_AUFGABENSTELLUNG:_
Beantworte diese Fragen zum folgenden Text über den neuen Computertomografen:
(a) Welche Einrichtung präsentierte das Gerät?
(b) Wie viele solcher Geräte gibt es laut Zitat in Deutschland?
(c) Wie heißt der neue Detektor des Geräts?

_VORLIEGENDER TEXT:_
━━━━━━━━━━━━━━━━

Vergangene Woche präsentierte das Deutsche Herzzentrum Berlin einen Computertomografen, der die Aufnahmezeit und die Strahlenbelastung bei Untersuchungen von Herzpatienten drastisch reduziert. Damit öffnen sich auch neue Wege in der Kinder-Kardiologie.

Von Susanne Billig | 27.06.2012
    "Weltweit gibt es 150 von solchen Geräten und 42 in Deutschland. Aber mit diesem neuen Stellar-Detektor, der die Dosisreduktion noch einmal forciert und auch die Bildschärfe noch einmal verbessert, ist es das erste Gerät in einem klassischen Routinebetrieb."

━━━━━━━━━━━━━━━━

_DATENZEILEN:_
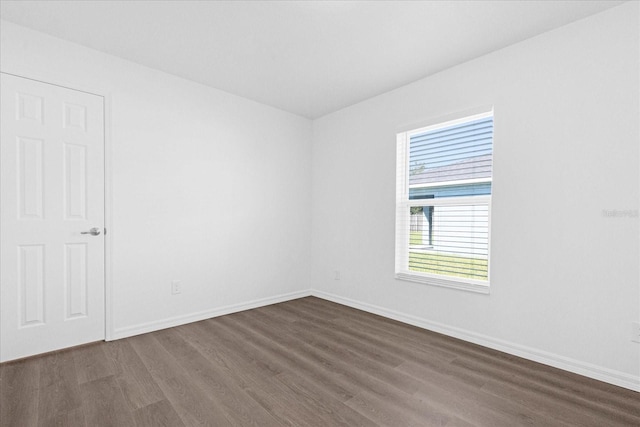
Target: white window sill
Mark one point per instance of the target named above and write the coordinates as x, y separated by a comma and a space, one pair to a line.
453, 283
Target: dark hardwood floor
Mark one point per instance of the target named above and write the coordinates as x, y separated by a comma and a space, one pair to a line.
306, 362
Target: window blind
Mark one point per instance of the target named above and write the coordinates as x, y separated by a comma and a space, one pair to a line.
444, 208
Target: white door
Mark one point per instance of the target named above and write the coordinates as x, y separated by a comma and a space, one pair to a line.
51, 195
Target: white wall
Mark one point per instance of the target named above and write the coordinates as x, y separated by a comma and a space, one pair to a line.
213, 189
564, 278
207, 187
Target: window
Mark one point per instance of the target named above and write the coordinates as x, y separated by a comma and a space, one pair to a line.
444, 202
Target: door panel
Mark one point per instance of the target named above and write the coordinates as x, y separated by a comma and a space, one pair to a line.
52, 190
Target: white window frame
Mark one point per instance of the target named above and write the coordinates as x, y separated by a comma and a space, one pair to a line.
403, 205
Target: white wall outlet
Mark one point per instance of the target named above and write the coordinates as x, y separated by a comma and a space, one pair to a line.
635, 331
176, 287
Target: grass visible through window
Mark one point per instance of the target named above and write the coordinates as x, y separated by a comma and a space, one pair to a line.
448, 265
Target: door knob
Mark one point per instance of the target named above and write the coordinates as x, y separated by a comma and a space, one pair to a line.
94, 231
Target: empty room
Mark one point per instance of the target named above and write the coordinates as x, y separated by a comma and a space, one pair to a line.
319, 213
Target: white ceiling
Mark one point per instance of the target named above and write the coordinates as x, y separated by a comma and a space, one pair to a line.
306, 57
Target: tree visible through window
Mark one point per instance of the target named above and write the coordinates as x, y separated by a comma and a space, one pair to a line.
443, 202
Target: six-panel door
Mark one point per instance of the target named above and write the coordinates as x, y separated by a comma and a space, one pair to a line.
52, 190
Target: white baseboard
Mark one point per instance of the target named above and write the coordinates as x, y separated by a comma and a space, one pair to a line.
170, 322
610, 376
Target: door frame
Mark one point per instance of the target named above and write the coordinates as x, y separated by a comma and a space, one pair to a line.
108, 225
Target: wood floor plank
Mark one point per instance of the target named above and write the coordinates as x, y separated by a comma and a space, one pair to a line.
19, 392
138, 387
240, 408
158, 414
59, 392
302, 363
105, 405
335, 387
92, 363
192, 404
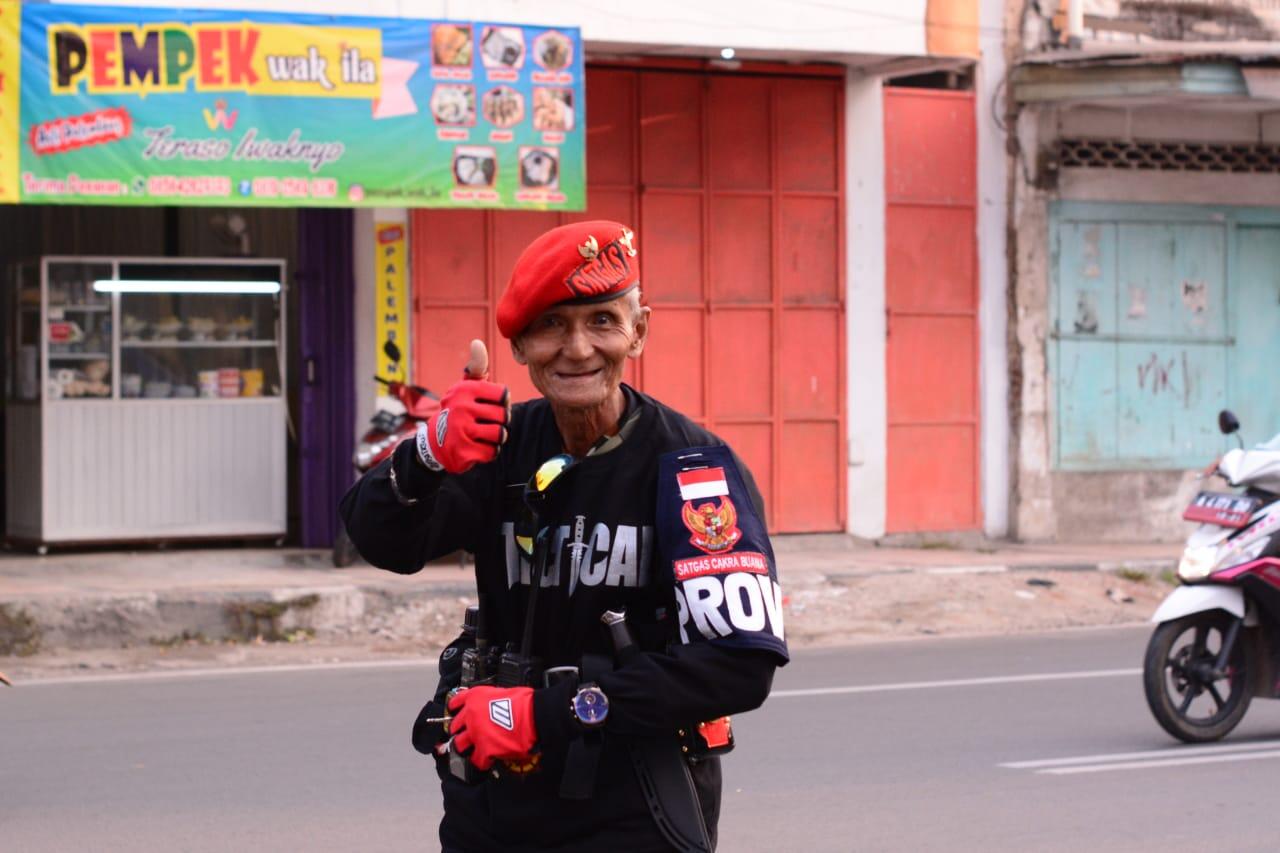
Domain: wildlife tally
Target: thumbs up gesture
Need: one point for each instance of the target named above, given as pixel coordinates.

━━━━━━━━━━━━━━━━

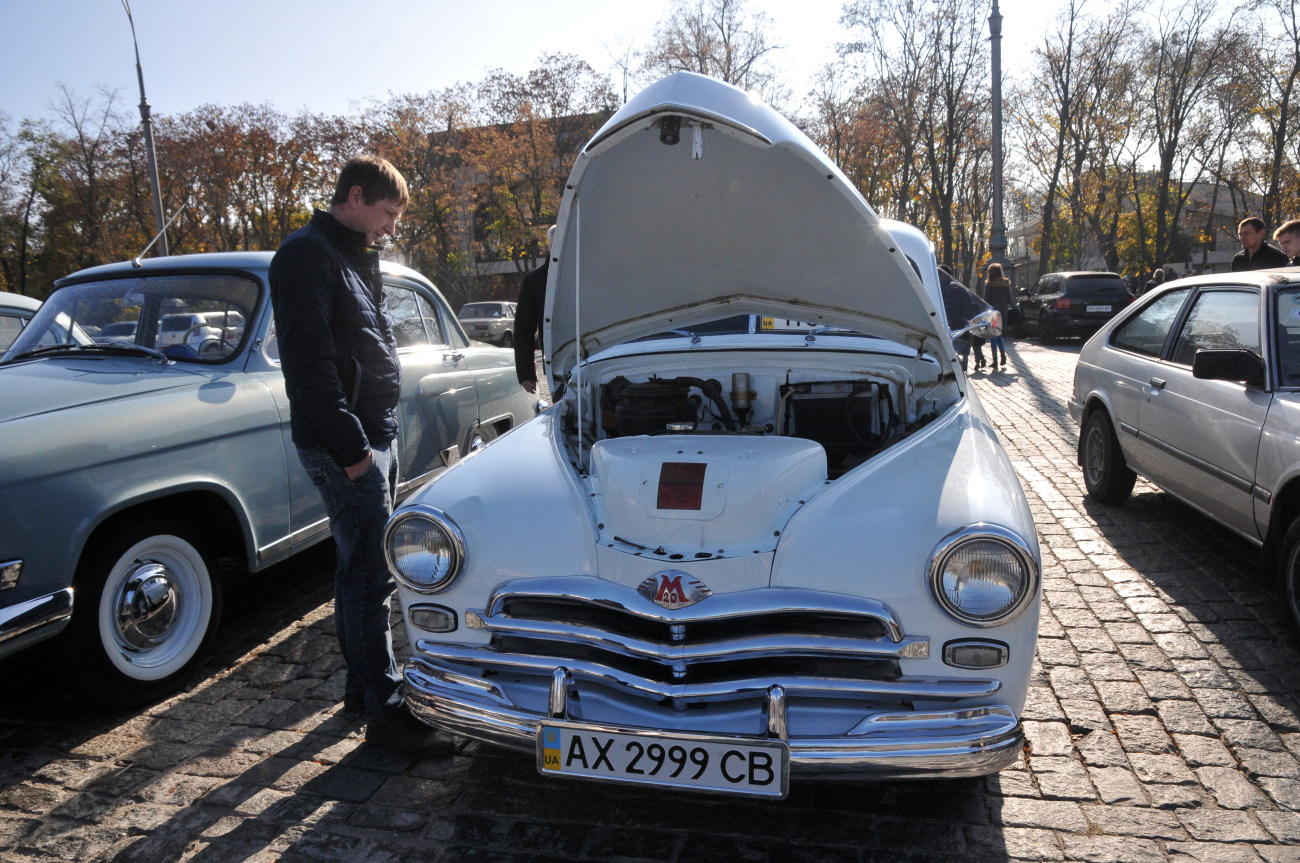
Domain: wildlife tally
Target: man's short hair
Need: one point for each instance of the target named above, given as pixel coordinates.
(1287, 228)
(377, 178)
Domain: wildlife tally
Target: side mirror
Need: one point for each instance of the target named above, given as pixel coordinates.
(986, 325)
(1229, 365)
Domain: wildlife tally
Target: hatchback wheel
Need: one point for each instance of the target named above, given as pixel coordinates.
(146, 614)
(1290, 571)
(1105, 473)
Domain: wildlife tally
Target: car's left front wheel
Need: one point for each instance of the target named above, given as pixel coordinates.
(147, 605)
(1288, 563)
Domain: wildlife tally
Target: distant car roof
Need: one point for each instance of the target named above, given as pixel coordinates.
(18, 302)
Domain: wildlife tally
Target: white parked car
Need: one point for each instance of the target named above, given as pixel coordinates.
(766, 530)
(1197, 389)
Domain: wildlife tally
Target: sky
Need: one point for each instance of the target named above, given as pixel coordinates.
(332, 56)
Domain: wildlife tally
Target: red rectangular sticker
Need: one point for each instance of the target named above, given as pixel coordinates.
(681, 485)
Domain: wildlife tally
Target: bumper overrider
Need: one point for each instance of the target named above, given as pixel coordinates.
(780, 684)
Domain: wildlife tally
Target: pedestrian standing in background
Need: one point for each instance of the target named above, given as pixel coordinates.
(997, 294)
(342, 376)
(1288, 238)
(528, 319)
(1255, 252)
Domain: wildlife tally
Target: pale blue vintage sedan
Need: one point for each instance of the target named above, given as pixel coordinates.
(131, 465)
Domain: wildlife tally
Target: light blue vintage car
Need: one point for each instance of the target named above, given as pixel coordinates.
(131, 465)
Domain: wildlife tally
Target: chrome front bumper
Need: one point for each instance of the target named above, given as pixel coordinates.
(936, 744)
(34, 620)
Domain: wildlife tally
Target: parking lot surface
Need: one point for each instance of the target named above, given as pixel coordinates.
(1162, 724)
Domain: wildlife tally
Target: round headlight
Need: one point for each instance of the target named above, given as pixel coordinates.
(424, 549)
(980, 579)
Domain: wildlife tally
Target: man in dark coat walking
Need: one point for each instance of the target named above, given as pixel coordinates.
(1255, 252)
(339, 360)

━━━━━━━━━━━━━━━━

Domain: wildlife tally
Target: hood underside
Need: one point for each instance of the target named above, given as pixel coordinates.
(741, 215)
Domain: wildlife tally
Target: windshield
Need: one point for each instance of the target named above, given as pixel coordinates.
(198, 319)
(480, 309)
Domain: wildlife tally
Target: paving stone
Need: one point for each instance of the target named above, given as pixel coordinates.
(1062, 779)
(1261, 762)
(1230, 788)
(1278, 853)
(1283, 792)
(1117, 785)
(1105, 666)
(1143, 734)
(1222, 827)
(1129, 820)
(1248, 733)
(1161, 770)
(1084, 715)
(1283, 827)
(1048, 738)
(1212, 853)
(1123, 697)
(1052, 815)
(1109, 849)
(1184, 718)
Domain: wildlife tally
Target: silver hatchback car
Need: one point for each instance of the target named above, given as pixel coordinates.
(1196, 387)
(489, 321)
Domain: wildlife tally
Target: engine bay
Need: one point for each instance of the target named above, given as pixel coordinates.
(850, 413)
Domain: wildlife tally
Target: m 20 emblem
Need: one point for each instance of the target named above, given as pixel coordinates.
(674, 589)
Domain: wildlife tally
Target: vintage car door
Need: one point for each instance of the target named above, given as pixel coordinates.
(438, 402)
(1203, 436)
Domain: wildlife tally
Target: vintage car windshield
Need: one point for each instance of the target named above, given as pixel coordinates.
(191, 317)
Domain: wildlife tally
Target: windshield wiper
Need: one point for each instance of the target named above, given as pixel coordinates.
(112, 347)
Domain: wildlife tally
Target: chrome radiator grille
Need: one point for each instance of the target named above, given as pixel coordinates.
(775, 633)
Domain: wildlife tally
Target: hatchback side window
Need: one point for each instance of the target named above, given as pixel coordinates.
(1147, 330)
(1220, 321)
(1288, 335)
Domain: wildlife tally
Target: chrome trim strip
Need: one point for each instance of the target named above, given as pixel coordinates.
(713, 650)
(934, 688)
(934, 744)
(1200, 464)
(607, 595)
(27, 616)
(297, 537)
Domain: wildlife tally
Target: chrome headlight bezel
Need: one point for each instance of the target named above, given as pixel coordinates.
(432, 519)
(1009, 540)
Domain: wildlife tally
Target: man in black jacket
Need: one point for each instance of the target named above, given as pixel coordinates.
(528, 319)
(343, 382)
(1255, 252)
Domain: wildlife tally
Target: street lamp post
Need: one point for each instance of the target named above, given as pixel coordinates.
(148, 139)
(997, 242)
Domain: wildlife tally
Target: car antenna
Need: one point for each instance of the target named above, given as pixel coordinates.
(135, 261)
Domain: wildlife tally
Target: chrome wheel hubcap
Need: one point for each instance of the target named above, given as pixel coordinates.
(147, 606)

━━━━━━━━━━━━━━━━

_SCHRIFTLICHE ANTWORT:_
(a) Das Deutsche Herzzentrum Berlin
(b) 42
(c) Stellar-Detektor